§ **WRITTEN REQUEST**
Leave out the images and repeat the listing below without a single change.

※ ※ ※

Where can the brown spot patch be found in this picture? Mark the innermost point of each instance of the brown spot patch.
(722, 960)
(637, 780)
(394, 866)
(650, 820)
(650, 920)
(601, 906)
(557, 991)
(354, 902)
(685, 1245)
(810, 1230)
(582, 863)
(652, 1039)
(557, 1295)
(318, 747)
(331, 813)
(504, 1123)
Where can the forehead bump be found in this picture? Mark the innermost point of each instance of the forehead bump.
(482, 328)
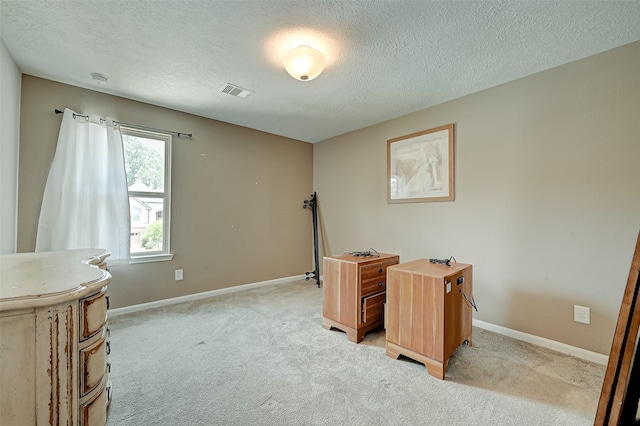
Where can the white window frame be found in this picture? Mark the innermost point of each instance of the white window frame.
(164, 254)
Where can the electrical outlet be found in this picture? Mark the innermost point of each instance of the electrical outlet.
(581, 314)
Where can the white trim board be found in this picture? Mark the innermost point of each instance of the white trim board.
(199, 296)
(519, 335)
(545, 343)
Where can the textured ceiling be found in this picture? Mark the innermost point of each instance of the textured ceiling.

※ ※ ※

§ **CORRECT ANSWER**
Where can the brown spot patch be found in this picture? Mark the innermost point of each instance of the brown spot patch.
(722, 960)
(637, 780)
(394, 866)
(650, 820)
(650, 920)
(601, 906)
(557, 991)
(354, 902)
(685, 1245)
(810, 1230)
(582, 863)
(652, 1039)
(557, 1295)
(318, 747)
(331, 813)
(504, 1123)
Where can the forehead bump be found in this picture? Mark the innermost point of each instance of the forehead bump.
(482, 328)
Where can the white window frame be found in this picture? Mark the innermost point of each instance of the white window frame.
(164, 254)
Where can the electrical outlet be found in this picture? Mark the innermost point of each instance of the electrical outlet.
(581, 314)
Where can the white trim board be found in this picture? Mark the innermost point of each instance of the white trim board.
(199, 296)
(519, 335)
(545, 343)
Where can the textured ceiling be found in this picture? Mark the innermost point of each instance of the textured ceiling.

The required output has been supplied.